-------- Extrait fourni --------

Je lui sus immensément gré de sa compassion, en une de ces très rares occasions, survenue en 1961, après que j’aie ouvert le premier dojo satellite du Hombu dans la ville de Nagoya. Il arriva un jour à Nagoya (chose qu’il ne faisait pratiquement jamais) et appela pour dire qu’il était là. J’allai immédiatement l’accueillir et lui présenter mes respects, à l’auberge où il était descendu avec d’autres cadres de l’organisation. Après que tout le monde eût quitté la pièce, il me fit asseoir et me soumis la question suivante : « comment atteint-on le centre d’un cercle ? » Je pris cela comme un koan et commençai à le mâchouiller et le digérer, jour et nuit, sous toutes les coutures. A peu près trois ans plus tard, j’eu la réponse. Je n’oublierai jamais le sentiment de joie et d’excitation que je ressentis alors ; ce fut une percée majeure dans ma pratique. J’étais un Sandan de 21 ans, et j’avais été son élève depuis un peu plus de trois ans. Je ne suis pas allé le voir pour lui parler de ma prise de conscience, pensant que ce devait être évident pour lui, par la façon dont je me comportais lors de nos rencontres à partir de cet instant. Je ne m’en rendais pas compte alors, mais après notre séparation, en 1966, lorsque je partis pour l’Angleterre, je compris que le simple fait d’être avec lui, en tant que personne, constituait l’entraînement et l’éducation les plus valables qui soient.

Le processus de description de ces souvenirs me force à admettre que je suis néanmoins passé par des périodes sombres, difficiles et déprimantes au cours de mes années en tant que disciple d’O Sensei. Je suis persuadé que tout le monde traverse des crises de foi et de conviction, au cours desquelles on perd le sens et le but des choses, et l’on se sent prêt à tout abandonner. J’ai eu la bonne fortune de bénéficier de mon maître de Zen qui, lorsque je venais chercher refuge sous son aile protectrice, sut me guider adroitement à travers les crises, et m’encouragea à retourner là d’où j’étais vraiment.

En conclusion de ce paragraphe, je voudrais faire part de mes observations de l’aïkido dans la société contemporaine. Aussi splendide et bien exécutée que soit la technique d’un pratiquant, en l’absence des trois éléments mentionnés ci-dessus (quand, où, comment) je considère que ce qu’il (ou elle) fait représente une certaine dérive, s’éloignant des aspects martiaux de l’aïkido.

Je peux apprécier la compétence et les efforts accumulés, derrière les mouvements, mais ils m’apparaissent alors comme une fascinante démonstration de nage sur de la terre ferme. Je considère l’aïkido comme plus juste qu’une autre forme martiale, car sa valeur transcende les frontières et les limitations inhérentes aux formes martiales.

Si on le traite simplement comme une adorable fleur de la tradition, faite uniquement pour le plaisir des sens, et qu’on ignore, ou néglige, les racines noueuses qui plongent profondément dans le sol pour donner vie à la fleur, on perdra quelque chose de vital : le nutriment essentiel dans notre effort constant d’étude de l’art. Ma perspective est que ce qui rend les choses saines est l’existence d’éléments opposés à l’intérieur d’une entité, donnant naissance à une tension active et un dynamisme créatif. Après tout, un art martial est une dialectique dans laquelle deux forces opposées se rencontrent et s’intègrent pour créer quelque chose de plus grand que leur somme.

-------- Enregistrements --------

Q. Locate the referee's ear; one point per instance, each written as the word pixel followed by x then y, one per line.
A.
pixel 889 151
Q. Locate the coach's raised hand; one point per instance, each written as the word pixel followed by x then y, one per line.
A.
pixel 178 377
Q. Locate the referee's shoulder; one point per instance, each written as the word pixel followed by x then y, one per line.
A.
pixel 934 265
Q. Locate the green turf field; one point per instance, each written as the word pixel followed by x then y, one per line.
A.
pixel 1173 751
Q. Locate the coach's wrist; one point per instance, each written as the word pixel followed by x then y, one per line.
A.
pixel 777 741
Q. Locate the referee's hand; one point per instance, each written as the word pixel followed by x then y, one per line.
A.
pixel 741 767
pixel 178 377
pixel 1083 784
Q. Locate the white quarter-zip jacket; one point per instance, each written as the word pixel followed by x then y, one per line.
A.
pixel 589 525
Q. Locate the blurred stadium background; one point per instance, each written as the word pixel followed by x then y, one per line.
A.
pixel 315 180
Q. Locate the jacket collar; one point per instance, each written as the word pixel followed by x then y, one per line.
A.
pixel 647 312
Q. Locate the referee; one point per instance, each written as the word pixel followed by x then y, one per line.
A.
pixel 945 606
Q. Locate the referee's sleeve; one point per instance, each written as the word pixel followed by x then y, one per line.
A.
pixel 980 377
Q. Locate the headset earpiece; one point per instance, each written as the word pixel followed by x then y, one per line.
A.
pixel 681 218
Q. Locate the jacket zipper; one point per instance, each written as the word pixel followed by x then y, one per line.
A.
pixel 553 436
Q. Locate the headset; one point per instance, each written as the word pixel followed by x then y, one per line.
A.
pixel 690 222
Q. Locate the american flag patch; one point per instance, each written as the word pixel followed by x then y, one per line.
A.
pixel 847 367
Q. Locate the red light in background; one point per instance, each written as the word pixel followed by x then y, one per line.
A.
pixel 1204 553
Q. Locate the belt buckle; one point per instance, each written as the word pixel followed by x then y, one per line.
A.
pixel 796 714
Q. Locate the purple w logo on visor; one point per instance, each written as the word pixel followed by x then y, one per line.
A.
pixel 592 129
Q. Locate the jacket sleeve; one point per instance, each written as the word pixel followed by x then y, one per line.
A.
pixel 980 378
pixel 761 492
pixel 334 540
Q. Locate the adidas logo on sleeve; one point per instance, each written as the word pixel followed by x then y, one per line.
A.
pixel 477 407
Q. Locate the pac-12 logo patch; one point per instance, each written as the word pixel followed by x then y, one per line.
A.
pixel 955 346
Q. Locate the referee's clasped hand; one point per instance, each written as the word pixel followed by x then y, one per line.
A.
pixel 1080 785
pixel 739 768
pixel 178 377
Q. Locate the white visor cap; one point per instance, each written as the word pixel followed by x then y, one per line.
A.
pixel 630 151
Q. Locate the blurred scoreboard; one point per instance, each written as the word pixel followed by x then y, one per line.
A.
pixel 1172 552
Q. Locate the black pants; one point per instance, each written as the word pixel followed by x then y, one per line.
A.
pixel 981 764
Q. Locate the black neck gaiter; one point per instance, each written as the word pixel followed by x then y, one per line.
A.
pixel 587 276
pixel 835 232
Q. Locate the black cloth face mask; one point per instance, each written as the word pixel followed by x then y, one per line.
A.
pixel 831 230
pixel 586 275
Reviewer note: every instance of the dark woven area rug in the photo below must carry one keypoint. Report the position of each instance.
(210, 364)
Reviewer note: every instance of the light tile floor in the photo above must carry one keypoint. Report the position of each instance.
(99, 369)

--------

- **Objectif visé**
Reprenez, s’il vous plaît, le passage du texte sur l’aïkido qui va de « En conclusion de » jusqu’à « aux formes martiales. » inclus, en changeant « démonstration » en « exhibition ». Les enregistrements n’ont aucun lien avec le texte sur l’aïkido.

- **Réponse demandée**
En conclusion de ce paragraphe, je voudrais faire part de mes observations de l’aïkido dans la société contemporaine. Aussi splendide et bien exécutée que soit la technique d’un pratiquant, en l’absence des trois éléments mentionnés ci-dessus (quand, où, comment) je considère que ce qu’il (ou elle) fait représente une certaine dérive, s’éloignant des aspects martiaux de l’aïkido.

Je peux apprécier la compétence et les efforts accumulés, derrière les mouvements, mais ils m’apparaissent alors comme une fascinante exhibition de nage sur de la terre ferme. Je considère l’aïkido comme plus juste qu’une autre forme martiale, car sa valeur transcende les frontières et les limitations inhérentes aux formes martiales.